#### [Provided material]
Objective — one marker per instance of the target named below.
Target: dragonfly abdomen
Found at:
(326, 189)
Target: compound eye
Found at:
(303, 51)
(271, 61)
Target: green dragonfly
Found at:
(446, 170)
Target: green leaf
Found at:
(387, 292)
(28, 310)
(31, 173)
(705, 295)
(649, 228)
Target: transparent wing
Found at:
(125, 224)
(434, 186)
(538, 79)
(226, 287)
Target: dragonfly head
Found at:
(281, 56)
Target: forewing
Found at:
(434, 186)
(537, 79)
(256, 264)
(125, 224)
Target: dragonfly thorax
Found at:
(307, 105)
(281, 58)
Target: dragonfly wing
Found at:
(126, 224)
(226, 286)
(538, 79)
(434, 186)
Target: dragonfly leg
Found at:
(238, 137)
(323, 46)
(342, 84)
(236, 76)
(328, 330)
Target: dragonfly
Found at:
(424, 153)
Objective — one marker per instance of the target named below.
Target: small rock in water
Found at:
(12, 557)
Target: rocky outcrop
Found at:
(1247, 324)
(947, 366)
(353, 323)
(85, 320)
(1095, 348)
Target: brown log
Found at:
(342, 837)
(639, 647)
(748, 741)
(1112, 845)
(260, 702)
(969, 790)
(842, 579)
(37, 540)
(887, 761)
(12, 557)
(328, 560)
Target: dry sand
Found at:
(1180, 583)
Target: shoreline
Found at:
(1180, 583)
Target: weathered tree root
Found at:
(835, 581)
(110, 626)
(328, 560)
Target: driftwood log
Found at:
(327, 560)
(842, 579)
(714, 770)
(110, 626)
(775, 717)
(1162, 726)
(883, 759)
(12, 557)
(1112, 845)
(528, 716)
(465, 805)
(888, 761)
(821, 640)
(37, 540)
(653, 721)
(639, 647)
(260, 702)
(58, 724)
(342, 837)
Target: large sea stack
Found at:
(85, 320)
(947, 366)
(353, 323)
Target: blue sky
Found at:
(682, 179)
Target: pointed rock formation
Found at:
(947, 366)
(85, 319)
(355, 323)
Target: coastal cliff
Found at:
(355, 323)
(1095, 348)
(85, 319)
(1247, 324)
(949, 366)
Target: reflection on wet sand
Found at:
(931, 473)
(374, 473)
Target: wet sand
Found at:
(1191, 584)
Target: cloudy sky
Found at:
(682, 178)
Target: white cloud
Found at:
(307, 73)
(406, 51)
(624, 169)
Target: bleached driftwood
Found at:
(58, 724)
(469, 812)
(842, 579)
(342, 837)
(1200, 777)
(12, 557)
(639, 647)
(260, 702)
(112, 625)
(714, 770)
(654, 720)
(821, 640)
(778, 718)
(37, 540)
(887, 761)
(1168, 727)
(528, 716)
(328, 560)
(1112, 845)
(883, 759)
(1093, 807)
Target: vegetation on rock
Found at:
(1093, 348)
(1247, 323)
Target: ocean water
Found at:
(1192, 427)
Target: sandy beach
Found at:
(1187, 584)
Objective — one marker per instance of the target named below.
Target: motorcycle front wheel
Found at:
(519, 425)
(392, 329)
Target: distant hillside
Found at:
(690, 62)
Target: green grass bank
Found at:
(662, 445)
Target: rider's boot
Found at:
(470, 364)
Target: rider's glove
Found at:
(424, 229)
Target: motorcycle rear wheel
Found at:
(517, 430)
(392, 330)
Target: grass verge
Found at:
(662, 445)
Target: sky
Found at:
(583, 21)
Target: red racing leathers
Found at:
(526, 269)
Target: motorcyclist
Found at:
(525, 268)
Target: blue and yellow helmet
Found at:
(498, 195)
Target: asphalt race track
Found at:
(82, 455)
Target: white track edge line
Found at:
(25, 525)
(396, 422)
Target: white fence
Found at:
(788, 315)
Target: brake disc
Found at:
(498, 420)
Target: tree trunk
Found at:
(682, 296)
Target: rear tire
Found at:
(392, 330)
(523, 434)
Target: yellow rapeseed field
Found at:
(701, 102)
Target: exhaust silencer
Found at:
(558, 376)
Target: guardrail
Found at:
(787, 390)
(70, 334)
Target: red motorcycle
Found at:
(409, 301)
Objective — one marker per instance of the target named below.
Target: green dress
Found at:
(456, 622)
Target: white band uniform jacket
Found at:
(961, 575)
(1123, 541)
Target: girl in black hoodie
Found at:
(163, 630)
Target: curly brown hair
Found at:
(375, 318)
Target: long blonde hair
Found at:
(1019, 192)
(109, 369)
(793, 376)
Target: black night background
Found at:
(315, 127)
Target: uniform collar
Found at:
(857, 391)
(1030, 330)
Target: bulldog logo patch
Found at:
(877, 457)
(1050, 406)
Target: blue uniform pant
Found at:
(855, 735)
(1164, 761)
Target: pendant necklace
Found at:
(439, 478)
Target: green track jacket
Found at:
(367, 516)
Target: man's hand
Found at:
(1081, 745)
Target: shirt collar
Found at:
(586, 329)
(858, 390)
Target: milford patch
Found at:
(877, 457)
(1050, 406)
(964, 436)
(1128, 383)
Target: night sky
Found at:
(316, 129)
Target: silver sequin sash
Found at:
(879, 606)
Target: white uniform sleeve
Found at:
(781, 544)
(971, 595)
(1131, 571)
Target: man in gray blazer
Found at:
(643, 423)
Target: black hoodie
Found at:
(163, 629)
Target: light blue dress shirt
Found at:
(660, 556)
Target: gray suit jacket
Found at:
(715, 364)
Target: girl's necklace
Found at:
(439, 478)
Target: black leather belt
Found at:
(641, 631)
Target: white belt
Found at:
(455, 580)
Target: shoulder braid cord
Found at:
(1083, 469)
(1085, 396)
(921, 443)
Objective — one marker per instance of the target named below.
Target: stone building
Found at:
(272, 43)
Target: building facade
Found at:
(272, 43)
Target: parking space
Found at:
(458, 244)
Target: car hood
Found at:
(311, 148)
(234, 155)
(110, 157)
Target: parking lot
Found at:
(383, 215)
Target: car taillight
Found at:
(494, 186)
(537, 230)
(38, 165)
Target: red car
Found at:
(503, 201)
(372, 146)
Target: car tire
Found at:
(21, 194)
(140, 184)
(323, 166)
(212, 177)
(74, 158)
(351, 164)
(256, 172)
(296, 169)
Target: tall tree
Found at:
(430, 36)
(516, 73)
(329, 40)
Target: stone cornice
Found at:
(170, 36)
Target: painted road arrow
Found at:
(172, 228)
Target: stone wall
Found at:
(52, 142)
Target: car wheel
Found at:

#### [Exercise prompt]
Lines of the listing above that contain the word "hair" must all be copied.

#### [Answer box]
Target: curly brown hair
Target: long blonde hair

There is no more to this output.